LISTED RECORDS: Begin

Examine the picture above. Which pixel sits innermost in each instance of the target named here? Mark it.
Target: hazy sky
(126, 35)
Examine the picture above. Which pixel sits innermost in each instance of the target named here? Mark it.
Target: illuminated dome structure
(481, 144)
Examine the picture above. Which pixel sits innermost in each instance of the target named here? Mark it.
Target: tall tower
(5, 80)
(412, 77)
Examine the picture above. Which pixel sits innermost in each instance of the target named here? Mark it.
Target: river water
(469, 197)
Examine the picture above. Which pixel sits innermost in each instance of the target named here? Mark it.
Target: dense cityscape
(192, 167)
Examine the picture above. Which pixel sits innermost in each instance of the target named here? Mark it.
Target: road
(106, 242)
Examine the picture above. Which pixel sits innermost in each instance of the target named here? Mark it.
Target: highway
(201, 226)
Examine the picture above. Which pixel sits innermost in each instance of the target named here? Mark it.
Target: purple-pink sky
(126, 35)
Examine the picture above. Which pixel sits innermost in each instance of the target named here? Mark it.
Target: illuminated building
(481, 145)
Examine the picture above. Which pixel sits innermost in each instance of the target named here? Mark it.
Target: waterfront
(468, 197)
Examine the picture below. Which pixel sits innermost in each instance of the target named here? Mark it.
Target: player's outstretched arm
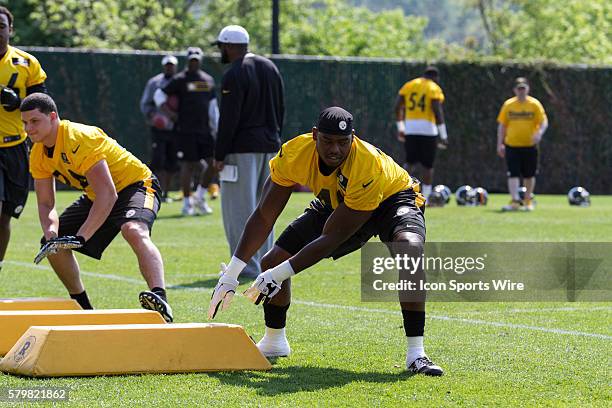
(45, 197)
(256, 231)
(340, 226)
(101, 182)
(262, 220)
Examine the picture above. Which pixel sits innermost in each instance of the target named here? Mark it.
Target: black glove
(55, 244)
(9, 99)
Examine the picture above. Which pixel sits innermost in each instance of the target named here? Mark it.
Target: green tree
(330, 27)
(123, 24)
(571, 31)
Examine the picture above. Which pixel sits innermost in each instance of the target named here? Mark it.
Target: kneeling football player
(361, 192)
(121, 195)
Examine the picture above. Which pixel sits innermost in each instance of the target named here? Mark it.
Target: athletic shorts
(522, 161)
(398, 213)
(421, 149)
(192, 147)
(14, 179)
(137, 202)
(163, 151)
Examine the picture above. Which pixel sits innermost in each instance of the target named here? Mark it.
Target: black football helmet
(436, 199)
(481, 196)
(579, 196)
(465, 195)
(445, 191)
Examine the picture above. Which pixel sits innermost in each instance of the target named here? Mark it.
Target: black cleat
(423, 365)
(152, 301)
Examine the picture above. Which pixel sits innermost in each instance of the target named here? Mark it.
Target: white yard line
(535, 310)
(357, 308)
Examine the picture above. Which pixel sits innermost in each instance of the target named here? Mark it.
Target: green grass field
(348, 353)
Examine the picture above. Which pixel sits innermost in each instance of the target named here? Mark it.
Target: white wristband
(400, 126)
(281, 272)
(235, 267)
(442, 132)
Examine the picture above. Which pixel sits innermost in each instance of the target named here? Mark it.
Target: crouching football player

LISTED RECORDS: End

## TASK TO CARRY OUT
Quote in full the listing given above; the images are to be left out.

## TASK RESPONSE
Examine the picture above. Which pixel sits innermost in each instance of the target named here? Mark it.
Target: hazy sky
(126, 35)
Examine the picture above. Which pixel sits innermost in each instance of the target named here? Mark it.
Target: illuminated dome structure
(481, 144)
Examine the picture above. Which pixel sits innermost in each instance of the target named here? Mark it.
Target: tall tower
(5, 80)
(412, 77)
Examine the picture above. Which pixel sits innermost in each instance of the target named here? Mark it.
Target: river water
(469, 197)
Examine the picture above. Which pixel sits innermost in each instance of the target named here? Mark it.
Target: dense cityscape
(192, 167)
Examine the picture above. Which pixel sits innermost in each instance of the target named here? Mark it.
Target: road
(106, 242)
Examine the picture above. Which pixel sits innermost in each instance of the target named here? Mark it.
Target: highway
(201, 226)
Examine the picture above. Which pixel sits innermost in each instance of the target named here? Mark it.
Target: purple-pink sky
(126, 35)
Examine the picture above. Which pixel sits innermost in each instance of the target named here? Mark it.
Target: illuminated building
(481, 145)
Examine the picture above. Which pixel sits innermost in each instance of the target named here? Mark it.
Target: waterfront
(468, 197)
Examine the picture below. Which pixel sits innermost in each instance of the target named here? Mark it.
Target: player's outstretched arm
(45, 197)
(256, 231)
(340, 226)
(101, 182)
(262, 220)
Examine the picture above. Which pixel sits innermost in each instance of the target named here? Mark it.
Target: black glove
(55, 244)
(9, 99)
Examine the picture above. Which pixel sits innermost in each instance of the target named here? Mark it.
Target: green tree
(330, 27)
(123, 24)
(571, 31)
Examine the picture above. Which pixel sits innermost in each instance of the target named here? Mark it.
Target: kneeling football player
(361, 192)
(121, 195)
Examine the picture above. Which pixel sits innermost in each instance of the target named here? Mark it.
Target: athletic shorts
(522, 161)
(398, 213)
(421, 149)
(192, 147)
(14, 179)
(137, 202)
(163, 151)
Examine the picture above. Which pixel sits innermost in each instance of the target named here? Mark it.
Target: black football helmet
(436, 199)
(481, 196)
(579, 196)
(465, 195)
(445, 191)
Examine the picture above. Which pixel sits innermost in each instance of the target named here? Mark it.
Target: black cleat
(423, 365)
(152, 301)
Examine the picture above. Which pixel sits innermost in each instance of the target named here? Mark it.
Target: white yard line
(535, 310)
(357, 308)
Examine the picture above. Which pixel sits innermost in each instance of the target named here? Mark it.
Target: green grass field
(348, 353)
Examine the picture above. Which pixel sits innermost in each instance of the target named here? Mark it.
Target: white wristband
(400, 126)
(281, 272)
(235, 267)
(442, 132)
Examine the picture above. Which pixel sits innermost in each instance of the target named here? Mark it.
Target: crouching football player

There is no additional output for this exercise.